• **Excerpt to read**
The adjuvant effect of porins is similar when compared to LPS; however, LPS cannot be used as adjuvant in animals and human vaccines due to its high toxicity. Contrary to LPS, we have previously shown that porins immunization is safe and well tolerated both for mice and humans (25, 27, 28); porins, therefore, represent an interesting alternative molecule that can mimic the adjuvant effect of LPS without carrying the same toxicity. Porins also induce, in terms of magnitude and duration of the response, a similar adjuvant effect than alum (the only worldwide used adjuvant in human vaccines). However, when comparing the features of the response induced by porins and alum, some differences can be spotted. For example, in DO.11.10 mice, immunization of porins is more efficient for driving IFN-γ and IL-17A-mediated T cell responses than alum. Likewise, porins induced higher hemagglutination-inhibiting antibody titers than alum when used as adjuvant for influenza virus immunization. Besides, we showed that porins potentiated the antibody responses against an unconjugated, Vi capsular polysaccharide vaccine, whereas alum has shown poor adjuvanticity when used to boost antibody responses against T-independent antigens (56). Taken together, we showed that porins induced a potent adjuvant effect similar to the induced by other well-known molecules with adjuvant properties such as LPS and alum. These results contribute to expand the knowledge about new choices of novel molecules that could be employed to improve vaccines or to develop new ones.
In conclusion, our results show that major S. Typhi porins OmpC and OmpF have adjuvant properties and potentiate, diversify, and extend B-cell responses to a diverse repertoire of antigens. They function in a manner associated with a Th1/Th17 profile. Our findings suggest that S. Typhi porins represent an additional choice of vaccine adjuvant for T-dependent and T-independent antigens.
Author Contributions
MP-T performed the experiments, analyzed the results, and wrote the paper; NV-P and RP-P analyzed the results and wrote the paper; CG-C, CP-S, and MM-E designed the experiments and analyzed the results; IB and SP-T provided the reagents; LA-P, AC, and AI analyzed the results and revised the manuscript; and LB and CL-M designed the study, supervised the experiments, and revised the manuscript.

• **List of tasks**
1. Can you reproduce the porin adjuvant excerpt word for word, everything from "Author Contributions" down to "revised the manuscript."?
2. How would the article on porins as vaccine adjuvants go on after its last sentence? Write the next part.

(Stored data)
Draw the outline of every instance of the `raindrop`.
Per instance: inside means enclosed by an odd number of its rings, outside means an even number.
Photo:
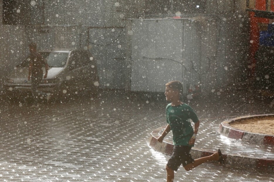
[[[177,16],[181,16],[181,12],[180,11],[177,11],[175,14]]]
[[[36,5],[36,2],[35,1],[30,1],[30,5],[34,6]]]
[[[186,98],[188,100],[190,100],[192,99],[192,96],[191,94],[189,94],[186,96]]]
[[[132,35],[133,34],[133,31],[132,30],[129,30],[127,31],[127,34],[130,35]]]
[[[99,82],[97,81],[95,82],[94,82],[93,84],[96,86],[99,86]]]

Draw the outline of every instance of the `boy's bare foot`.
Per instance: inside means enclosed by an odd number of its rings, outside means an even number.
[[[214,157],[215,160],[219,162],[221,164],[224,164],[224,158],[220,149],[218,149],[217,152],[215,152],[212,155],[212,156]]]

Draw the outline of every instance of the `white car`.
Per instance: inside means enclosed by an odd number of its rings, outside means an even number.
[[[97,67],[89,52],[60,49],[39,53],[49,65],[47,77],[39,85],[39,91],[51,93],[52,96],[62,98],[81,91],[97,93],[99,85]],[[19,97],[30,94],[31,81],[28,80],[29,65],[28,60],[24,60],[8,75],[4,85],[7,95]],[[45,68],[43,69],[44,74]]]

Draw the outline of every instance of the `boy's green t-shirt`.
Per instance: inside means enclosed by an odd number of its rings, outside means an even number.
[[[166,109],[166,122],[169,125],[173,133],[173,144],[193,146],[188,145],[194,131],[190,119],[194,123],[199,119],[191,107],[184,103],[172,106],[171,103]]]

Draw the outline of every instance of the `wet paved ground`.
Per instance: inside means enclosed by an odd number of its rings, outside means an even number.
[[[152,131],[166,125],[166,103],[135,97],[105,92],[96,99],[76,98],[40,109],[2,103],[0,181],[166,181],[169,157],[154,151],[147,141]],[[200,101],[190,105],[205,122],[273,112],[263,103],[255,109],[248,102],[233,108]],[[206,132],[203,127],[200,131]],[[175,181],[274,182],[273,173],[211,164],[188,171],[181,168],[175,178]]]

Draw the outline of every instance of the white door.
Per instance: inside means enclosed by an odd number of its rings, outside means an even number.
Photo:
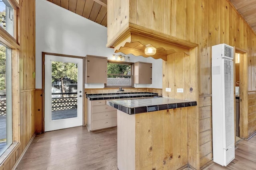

• **Answers to this exercise**
1.
Author Contributions
MP-T performed the experiments, analyzed the results, and wrote the paper; NV-P and RP-P analyzed the results and wrote the paper; CG-C, CP-S, and MM-E designed the experiments and analyzed the results; IB and SP-T provided the reagents; LA-P, AC, and AI analyzed the results and revised the manuscript; and LB and CL-M designed the study, supervised the experiments, and revised the manuscript.

2.
Disclaimer
The results of this work have led to Salmonella Typhi OmpC and OmpF porins being patented to use them as adjuvants for vaccines.
Conflict of Interest Statement
The authors declare that the research was conducted in the absence of any commercial or financial relationships that could be construed as a potential conflict of interest.
Acknowledgments
The authors wish to acknowledge technical assistance from Emiliano Hisaki and Pablo A. Vieyra-García and wish to thank Mr. Ricardo Vargas Orozco and Daniel Sánchez Almaraz, DVM, for their valuable support and mouse care at the animal facilities of the Experimental Medicine Department, Faculty of Medicine, UNAM.
Funding
The study was funded by a grant from the Mexican National Council for Science and Technology (CONACyT) project number CB-2015-256402. The study was also funded by IMSS funding project number FIS/IMSS/PROT/G15/1438 awarded to CL-M and by a CONACYT project number CB-2011-166946 awarded to RP-P.
Supplementary Material
The Supplementary Material for this article can be found online at http://journal.frontiersin.org/article/10.3389/fimmu.2017.00230/full#supplementary-material.
Abbreviations
OMP, outer membrane protein; iIAV, inactivated influenza A virus; PorK, proteinase K digested porins; HAU, hemagglutinating units; GLA-SE, glucopyranosyl lipid adjuvant-stable emulsion.